Outre ces actions individuelles, les mouvements collectifs se multiplient dans les pays arabes. Hier, 200 Omanais ont défilé à Mascate derrière des banderoles telles que « Non à la corruption », ou « La montée des prix détruit les rêves des simples citoyens ». La question de l’inflation est extrêmement sensible. En décembre, les prix alimentaires étaient en augmentation pour le sixième mois consécutif, selon l’Organisation pour l’agriculture et l’alimentation (FAO) de l’ONU. Cette situation se fait déjà sentir dans la vie quotidienne. Outre la question démocratique, celle des prix a été l’un des moteurs de la mobilisation tunisienne et des émeutes dans l’Algérie voisine.

- CONSIGNE -
Recopiez intégralement l'extrait fourni ci-dessus, sans en modifier le moindre mot ni la ponctuation.

- DONNÉES FOURNIES -
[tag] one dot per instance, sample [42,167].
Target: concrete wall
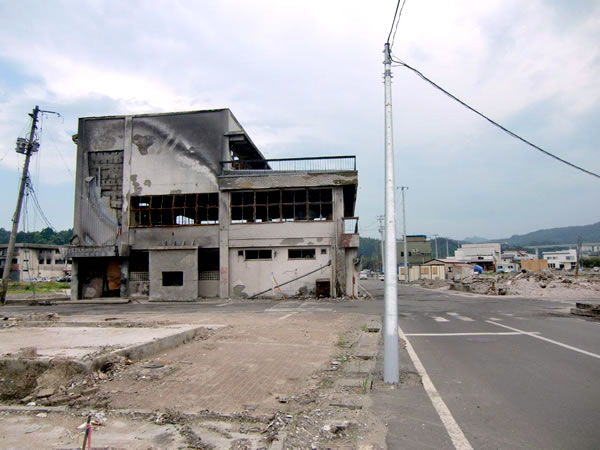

- RÉPONSE -
Outre ces actions individuelles, les mouvements collectifs se multiplient dans les pays arabes. Hier, 200 Omanais ont défilé à Mascate derrière des banderoles telles que « Non à la corruption », ou « La montée des prix détruit les rêves des simples citoyens ». La question de l’inflation est extrêmement sensible. En décembre, les prix alimentaires étaient en augmentation pour le sixième mois consécutif, selon l’Organisation pour l’agriculture et l’alimentation (FAO) de l’ONU. Cette situation se fait déjà sentir dans la vie quotidienne. Outre la question démocratique, celle des prix a été l’un des moteurs de la mobilisation tunisienne et des émeutes dans l’Algérie voisine.